(PROVIDED RECORDS):
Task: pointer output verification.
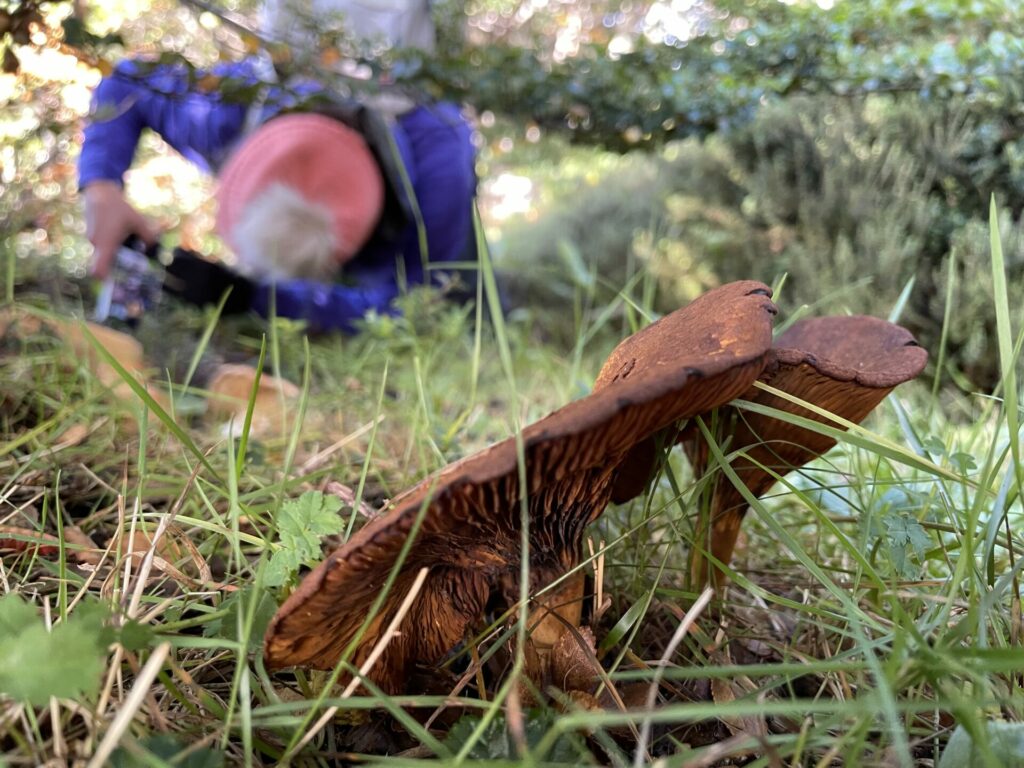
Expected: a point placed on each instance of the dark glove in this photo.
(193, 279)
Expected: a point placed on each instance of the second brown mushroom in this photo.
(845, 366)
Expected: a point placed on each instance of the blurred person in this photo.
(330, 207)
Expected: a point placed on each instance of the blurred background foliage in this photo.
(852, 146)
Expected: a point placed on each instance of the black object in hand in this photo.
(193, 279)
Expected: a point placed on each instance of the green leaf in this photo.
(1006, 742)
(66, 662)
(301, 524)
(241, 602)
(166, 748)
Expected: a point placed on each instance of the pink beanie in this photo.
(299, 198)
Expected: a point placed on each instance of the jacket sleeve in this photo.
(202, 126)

* * *

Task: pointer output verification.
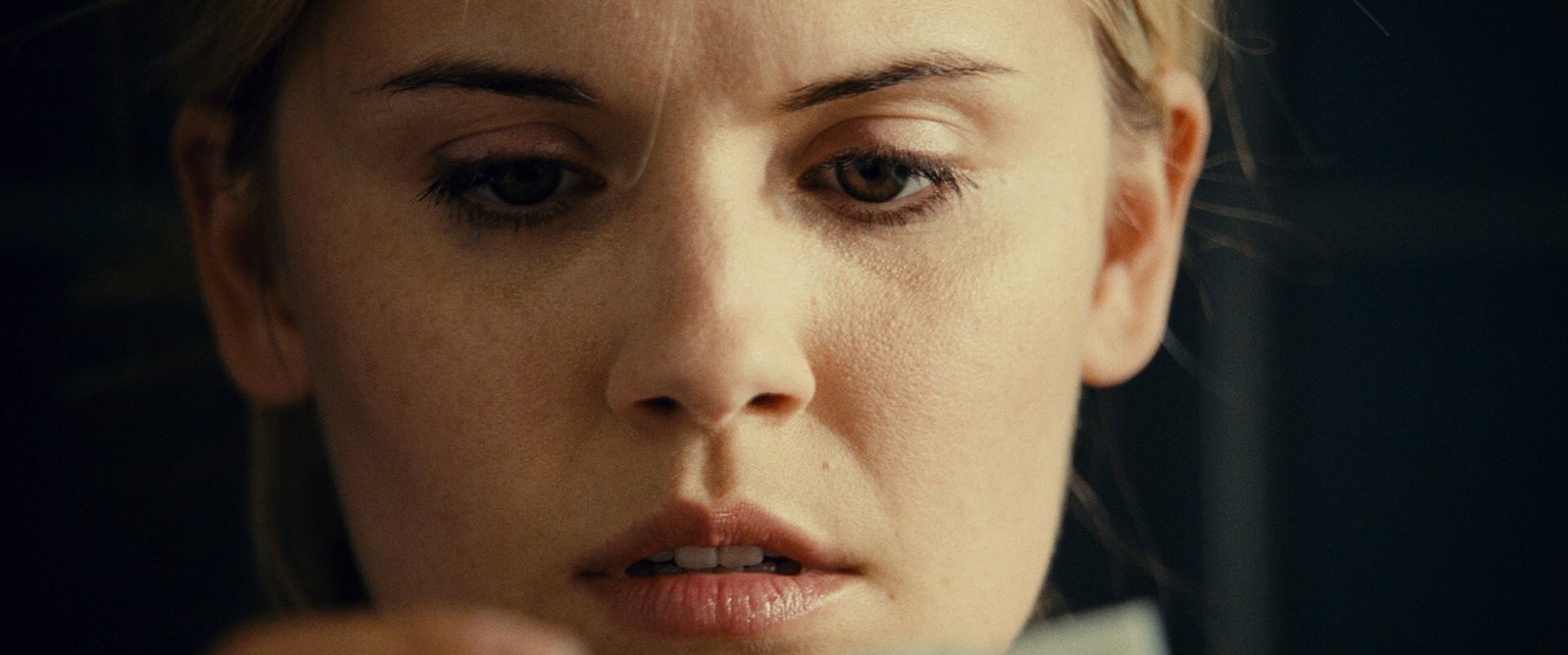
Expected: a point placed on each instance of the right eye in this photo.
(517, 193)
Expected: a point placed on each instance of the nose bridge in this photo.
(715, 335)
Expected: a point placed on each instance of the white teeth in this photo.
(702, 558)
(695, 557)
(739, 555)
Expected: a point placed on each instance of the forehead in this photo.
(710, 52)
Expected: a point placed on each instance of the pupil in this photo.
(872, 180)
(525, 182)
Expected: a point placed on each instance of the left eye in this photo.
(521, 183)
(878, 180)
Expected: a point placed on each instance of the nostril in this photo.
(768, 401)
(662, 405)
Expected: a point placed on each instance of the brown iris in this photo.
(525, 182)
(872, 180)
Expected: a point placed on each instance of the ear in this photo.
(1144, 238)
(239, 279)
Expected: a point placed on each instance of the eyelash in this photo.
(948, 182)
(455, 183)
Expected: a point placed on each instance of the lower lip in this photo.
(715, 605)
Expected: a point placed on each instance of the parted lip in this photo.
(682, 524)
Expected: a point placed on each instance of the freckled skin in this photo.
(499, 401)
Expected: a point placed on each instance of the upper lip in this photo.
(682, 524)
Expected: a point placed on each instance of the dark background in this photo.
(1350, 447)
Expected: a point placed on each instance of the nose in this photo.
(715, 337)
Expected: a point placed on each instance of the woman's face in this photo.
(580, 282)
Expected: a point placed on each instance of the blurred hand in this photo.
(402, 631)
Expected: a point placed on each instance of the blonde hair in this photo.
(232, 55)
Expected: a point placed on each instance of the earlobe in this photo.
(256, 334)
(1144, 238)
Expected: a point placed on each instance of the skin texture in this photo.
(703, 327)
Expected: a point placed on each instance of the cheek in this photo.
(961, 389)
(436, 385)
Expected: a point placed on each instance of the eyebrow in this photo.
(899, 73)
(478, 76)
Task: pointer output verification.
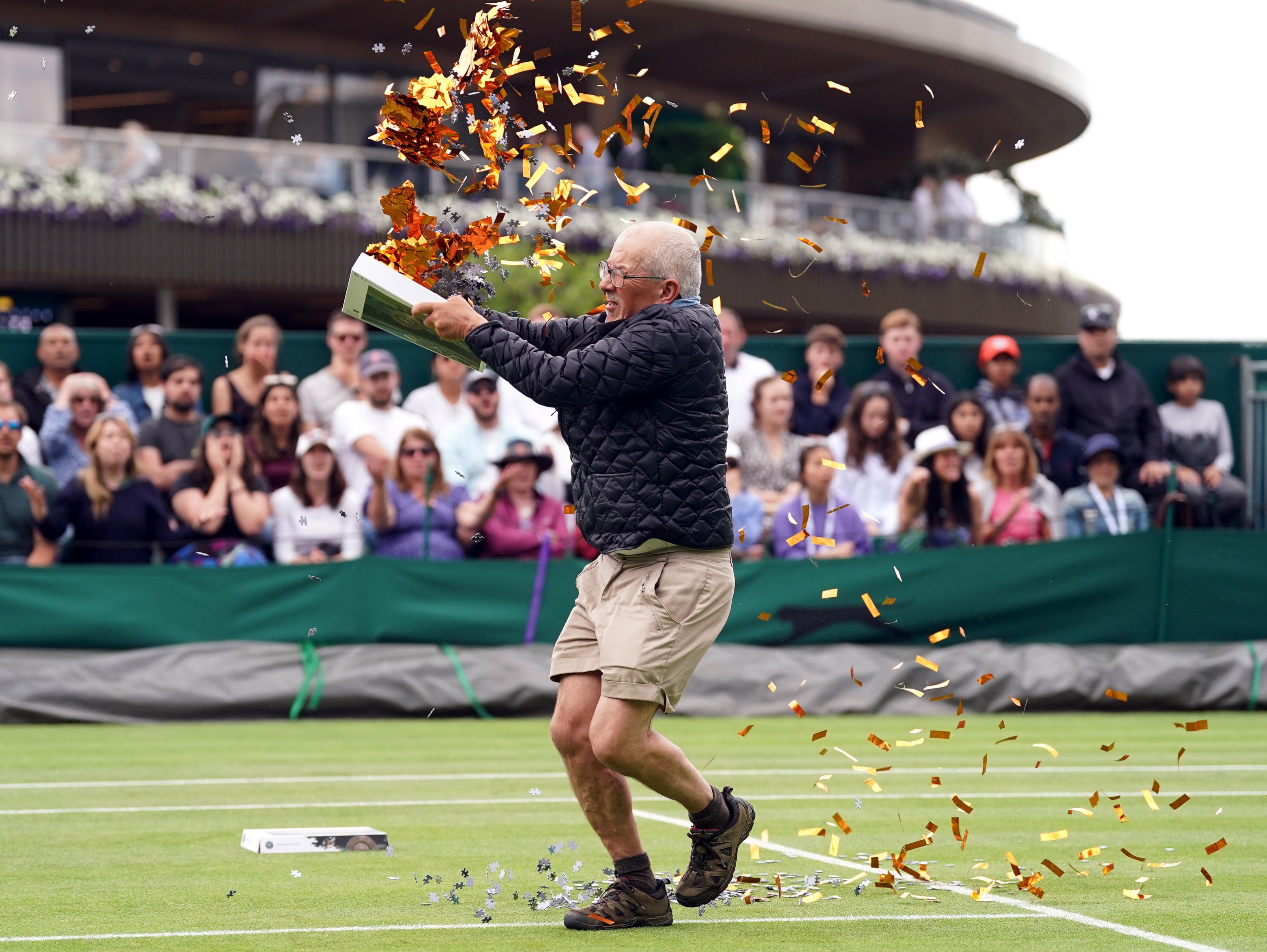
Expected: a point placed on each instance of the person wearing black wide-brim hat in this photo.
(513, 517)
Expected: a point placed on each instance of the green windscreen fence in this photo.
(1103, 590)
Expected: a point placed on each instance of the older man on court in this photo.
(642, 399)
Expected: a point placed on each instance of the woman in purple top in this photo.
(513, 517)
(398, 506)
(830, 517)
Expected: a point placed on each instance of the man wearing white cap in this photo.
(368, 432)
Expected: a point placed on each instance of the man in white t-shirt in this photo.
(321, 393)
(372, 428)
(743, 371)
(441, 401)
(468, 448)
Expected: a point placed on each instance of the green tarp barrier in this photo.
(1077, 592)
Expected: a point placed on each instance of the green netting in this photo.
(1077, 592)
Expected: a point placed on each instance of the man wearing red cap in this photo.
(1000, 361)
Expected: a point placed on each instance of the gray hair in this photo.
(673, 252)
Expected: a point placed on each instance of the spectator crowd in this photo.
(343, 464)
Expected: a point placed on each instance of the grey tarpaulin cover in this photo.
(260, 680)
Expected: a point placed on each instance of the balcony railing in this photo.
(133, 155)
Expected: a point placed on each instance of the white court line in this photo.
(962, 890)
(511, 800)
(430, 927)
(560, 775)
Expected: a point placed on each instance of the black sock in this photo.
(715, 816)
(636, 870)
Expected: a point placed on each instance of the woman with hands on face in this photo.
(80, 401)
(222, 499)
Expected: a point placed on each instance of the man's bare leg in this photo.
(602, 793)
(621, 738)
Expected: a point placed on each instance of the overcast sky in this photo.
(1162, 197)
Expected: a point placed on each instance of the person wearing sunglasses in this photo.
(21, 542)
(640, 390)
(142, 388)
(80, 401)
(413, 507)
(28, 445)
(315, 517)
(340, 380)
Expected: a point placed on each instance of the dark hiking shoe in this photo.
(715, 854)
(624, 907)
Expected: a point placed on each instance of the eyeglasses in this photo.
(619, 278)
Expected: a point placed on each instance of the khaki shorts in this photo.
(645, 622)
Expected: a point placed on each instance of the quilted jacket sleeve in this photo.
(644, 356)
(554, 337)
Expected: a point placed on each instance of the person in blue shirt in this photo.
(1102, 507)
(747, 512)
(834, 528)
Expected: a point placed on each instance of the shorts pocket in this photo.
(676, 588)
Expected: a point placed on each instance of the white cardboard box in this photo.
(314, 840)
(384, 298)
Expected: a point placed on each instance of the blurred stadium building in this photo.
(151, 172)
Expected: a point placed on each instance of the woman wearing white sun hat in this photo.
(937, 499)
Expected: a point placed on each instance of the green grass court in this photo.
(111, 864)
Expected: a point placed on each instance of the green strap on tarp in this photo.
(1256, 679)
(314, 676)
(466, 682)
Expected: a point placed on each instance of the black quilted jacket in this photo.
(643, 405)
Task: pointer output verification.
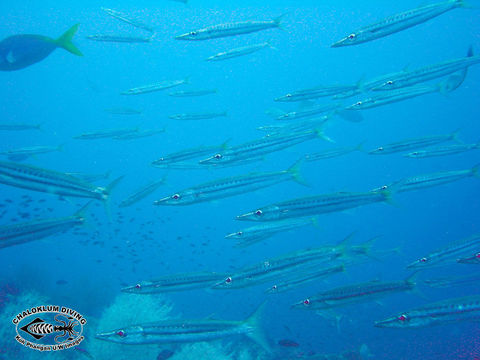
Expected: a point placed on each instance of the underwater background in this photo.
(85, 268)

(SET EXERCISE): Find every line in the records above that contains the word "shorts" with its case matching, and copy each of those lines.

(EXERCISE RESPONSE):
Expected: a point placed on each instance of the khaki shorts in this photo.
Expected: a point placed on each instance of the shorts pocket in this photo.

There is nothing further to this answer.